SF, stone former; CKD, chronic kidney disease;

P-values were derived using the equal variance t-test for continuous variables and the Chi-square test for categorical variables. Bolding indicates significant P values.

Clinical presentation of asymptomatic and miscoded stone formers

Clinical presentations that led to incidental discovery of kidney stones on imaging in a random subset of patients are shown in Table 2. Microscopic hematuria (26%), recurrent urinary tract infection (10%), and a variety of cancers were the more common indications for kidney imaging that led to detection of a stone. The correct diagnoses for miscoded stone formers in a random subset of patients are shown in Table 3. Urinary tract infection (23%), musculoskeletal back pain (17%), obstructive uropathy from prostate pathology or a neurogenic bladder (12%), and gastrointestinal pain (9%) were the more common correct diagnoses in these patients without kidney or bladder stones.

Table 2.
..............................
=== Directions ===
(1) In the kidney stone text, which clinical presentation was the most common indication for kidney imaging that led to an incidental stone finding?
(2) Decide whether each statement agrees with the kidney stone text, answering yes or no and quoting the words of the text that settle it.
(a) Categorical variables were compared using the Chi-square test.
(b) Recurrent urinary tract infection accounted for 26% of the indications for imaging that led to stone detection.
(c) Musculoskeletal back pain was the correct diagnosis for 17% of the miscoded stone formers.
(3) Summarize the kidney stone text in two sentences.

=== Data block ===
..............................
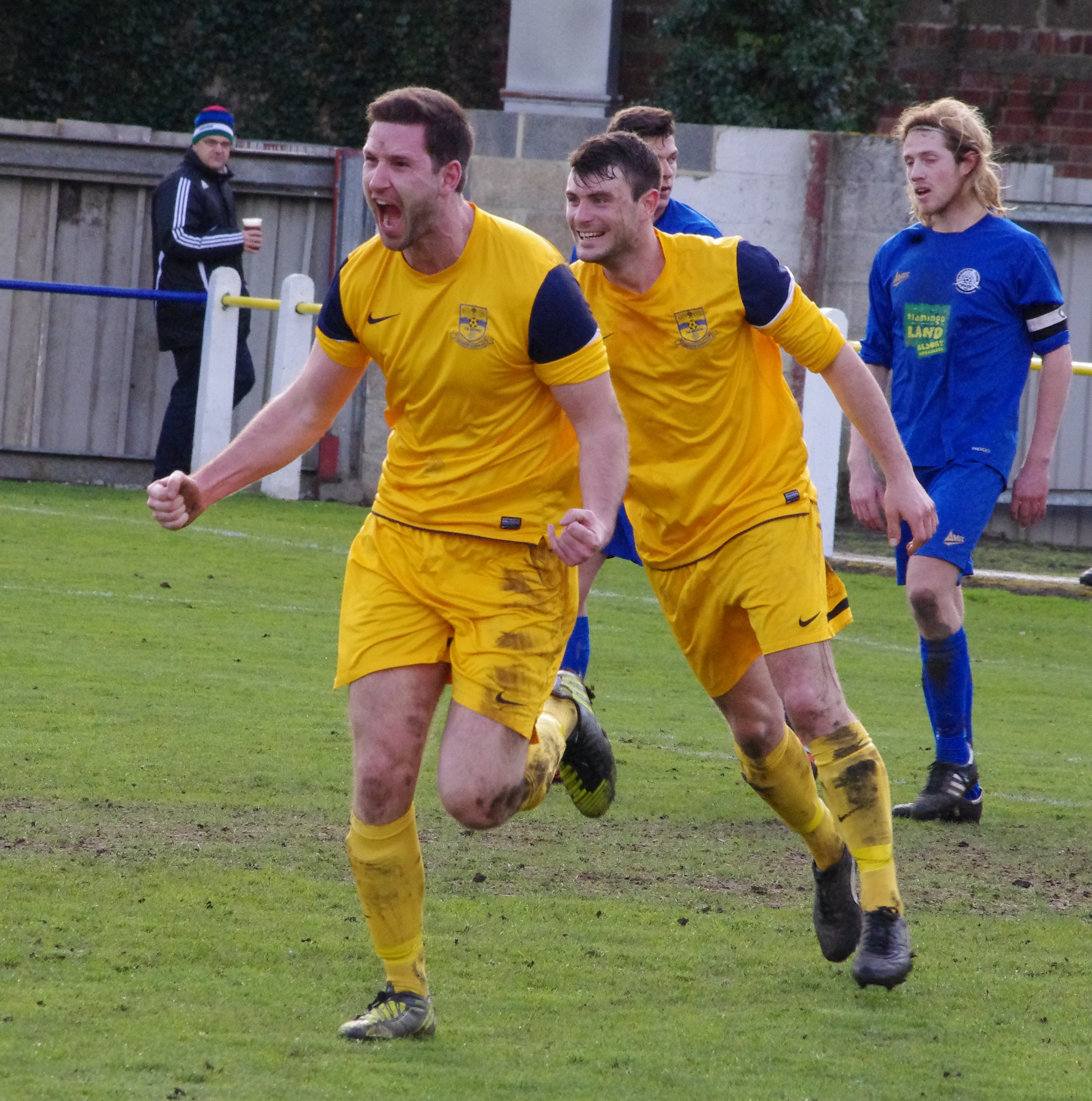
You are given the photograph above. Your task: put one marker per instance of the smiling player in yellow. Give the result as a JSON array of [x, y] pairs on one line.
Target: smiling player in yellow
..............................
=== Task results ===
(1) Microscopic hematuria, at 26%.

(2)
(a) Yes: "the Chi-square test for categorical variables."
(b) No: "Microscopic hematuria (26%), recurrent urinary tract infection (10%)."
(c) Yes: "musculoskeletal back pain (17%)."

(3) P-values were calculated with the equal variance t-test for continuous variables and the Chi-square test for categorical variables. In a random subset of patients, microscopic hematuria, recurrent urinary tract infection, and various cancers were the more common reasons for imaging that led to incidental stone discovery, and urinary tract infection, musculoskeletal back pain, obstructive uropathy, and gastrointestinal pain were the more common correct diagnoses for miscoded stone formers.